## Selected text
20 January 2009
 
Nineteen Years


(Mr. Bartley's Burger Cottage)
 

It is inauguration day in Washington, and the place is locked-down, and jammed to the gills. Route 50 is eerily empty. At this hour it is normally a solid wave of steel and plastic headed into the capital. It is not, this morning.
 
You can feel something in the air. I am not going out of the house unless there is a fire.
 
A really big fire. Yet something is tugging at me. I wonder if I might head over to Fort Myer and walk in the back gate of Arlington Cemetery to General Lee’s old home on the hill, with the commanding view of the city across the river. I’ll have to let you know how that goes.
 
In the meantime, I am going to let the day play out in all its historic majesty.
 
In the meantime, I had time to consider the whole Baku massacre thing as part of the puzzle that the new President will take up. There is so much out there he will be expected to understand, immediately, and to act with certainty and conviction.
 
It is the anniversary today, and forgive me if we get to the new President through the events in Baku. One of our old pals has given up commerce, joined the Peace Corps, and headed off to South Asia to do something useful.
 
I am not going to do that. But this discussion touched a nerve. One of my classmate's from Harvard JFK '02 is Fakhraddin Gurbanov, who recently became Azerbaijan's Ambassador to the Court of St. James in London. I pulled the yearbook and wandered down the years. Harvard Yard, or in this case, the complex at 79 John F. Kennedy Street, is quite a cross-roads for people from all sorts of odd places.
 
"Fariq" was a quiet man with a blinding white smile,  gentle manners and sharp, alert dark eyes he sometimes concealed behind sunglasses in aviator frames. He was starting to go bald, and kept the hair on the side close-cropped. He was a nice guy, and I liked him a lot. I assume he was a Muslim, but I never asked. It did not seem relevant.

 
(Fariq, 2002)
 
He came up through the old Soviet systems- he is a '75 alumni of the Azerbaijani State Institute of Foreign Languages- and was a solid apparatchik. After graduation, he was Executive Secretary and Chairman for the Committee of Youth Organizations in Baku a year later. He called it by the found diminutive “Baky,” like a Kentuckian might talk about broad leaf tobacco.
 
He served in those positions for fourteen years, and then when the Wall came down, decided to sever his ties with the Communist Part and resume his academic career. In 1990, he was studying at the Institute of Political Sciences in Baku.

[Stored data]
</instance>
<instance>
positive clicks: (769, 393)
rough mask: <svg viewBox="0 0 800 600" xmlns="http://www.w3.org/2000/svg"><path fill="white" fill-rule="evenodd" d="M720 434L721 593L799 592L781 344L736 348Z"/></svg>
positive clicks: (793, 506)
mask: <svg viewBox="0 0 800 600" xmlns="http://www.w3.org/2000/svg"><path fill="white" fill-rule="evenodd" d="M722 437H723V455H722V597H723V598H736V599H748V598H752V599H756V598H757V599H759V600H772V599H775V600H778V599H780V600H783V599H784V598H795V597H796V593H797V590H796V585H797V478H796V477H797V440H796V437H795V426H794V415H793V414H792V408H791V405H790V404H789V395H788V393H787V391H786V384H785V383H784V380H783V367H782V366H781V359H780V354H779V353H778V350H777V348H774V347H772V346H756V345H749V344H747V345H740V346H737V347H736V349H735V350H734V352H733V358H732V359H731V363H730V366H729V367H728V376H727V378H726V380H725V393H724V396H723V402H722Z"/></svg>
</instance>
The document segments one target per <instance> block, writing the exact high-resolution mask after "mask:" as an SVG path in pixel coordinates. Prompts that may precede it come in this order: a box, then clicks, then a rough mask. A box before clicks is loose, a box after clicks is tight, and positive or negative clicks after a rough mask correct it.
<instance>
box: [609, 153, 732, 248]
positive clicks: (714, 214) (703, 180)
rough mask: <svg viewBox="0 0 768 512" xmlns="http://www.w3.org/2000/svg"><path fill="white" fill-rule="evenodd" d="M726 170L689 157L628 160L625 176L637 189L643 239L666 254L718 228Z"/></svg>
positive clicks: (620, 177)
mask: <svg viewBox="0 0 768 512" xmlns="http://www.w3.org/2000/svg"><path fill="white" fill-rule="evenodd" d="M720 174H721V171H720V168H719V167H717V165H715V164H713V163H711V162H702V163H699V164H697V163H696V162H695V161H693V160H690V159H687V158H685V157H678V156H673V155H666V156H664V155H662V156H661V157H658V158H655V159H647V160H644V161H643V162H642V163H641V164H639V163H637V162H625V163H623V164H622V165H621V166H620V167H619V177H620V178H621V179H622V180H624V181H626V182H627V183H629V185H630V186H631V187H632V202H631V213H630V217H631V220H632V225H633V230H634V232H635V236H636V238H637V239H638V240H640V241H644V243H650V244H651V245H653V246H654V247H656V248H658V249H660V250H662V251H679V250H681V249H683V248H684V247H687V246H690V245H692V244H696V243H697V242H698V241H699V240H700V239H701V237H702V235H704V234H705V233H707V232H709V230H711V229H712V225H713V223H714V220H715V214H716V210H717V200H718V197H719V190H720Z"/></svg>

## Required action 1
Retype everything in the inauguration-day post from "Nineteen Years" down to "there is a fire.".
## Required action 2
According to the inauguration-day post, what position did Fakhraddin Gurbanov recently assume?
## Required action 3
Carry on the inauguration-day post from the point at which it ends.

## Answer area 1
Nineteen Years


(Mr. Bartley's Burger Cottage)
 

It is inauguration day in Washington, and the place is locked-down, and jammed to the gills. Route 50 is eerily empty. At this hour it is normally a solid wave of steel and plastic headed into the capital. It is not, this morning.
 
You can feel something in the air. I am not going out of the house unless there is a fire.

## Answer area 2
He became Azerbaijan's Ambassador to the Court of St. James in London.

## Answer area 3
That is how he missed direct culpability in the security service riot that killed more than a hundred Azeris. Tomorrow is the 19th anniversary of the tragedy, and he was there when Soviet troops entered Baku without warning and committed terrible massacre over the night from January 19th to 20th, 1990.
 
Suppression of the separatist movement in the enclave of Nagorno Karabakh caused protest to break out, demanding that the government to resign. Gorbachev sent in the troops to protect the local pro-Moscow government and crack down on the protesters.
 
Solders from the USSR defense and interior ministries, as well as KGB, conducted joint operation in Baku in massive force, deploying 66,000 troops.
 
The Red Army opened fire on peaceful people, killing one hundred and thirty-four people and wounding six times that number. There were more than twenty women and children among the victims.
 
Ayaz Mutalibov was the local communist strongman, and Fariq knew him. He initially supported an August 1991 coup against the Gorbachev regime, but once it failed, he swiftly moved to protect himself from Moscow's wrath by announcing his resignation as first secretary of the Azerbaijan Communist Party. A month later, Mutalibov was elected president without electoral opposition, although certain questions about propriety were raised.  
The day of independence was at hand. I recall working some of the issues in the Pentagon regarding what was about to become the Former Soviet Union as the old empire began its astonishing collapse. Azerbaijan began the process October 18, when the Supreme Soviet passed a law on state independence, ratifying that body's August declaration of independence. In December, a Soviet-style plurality of over 99 percent of voters cast ballots for independence. The constitution was duly amended to reflect the country's new status, and the Azeri Supreme Soviet appealed to the UN for recognition.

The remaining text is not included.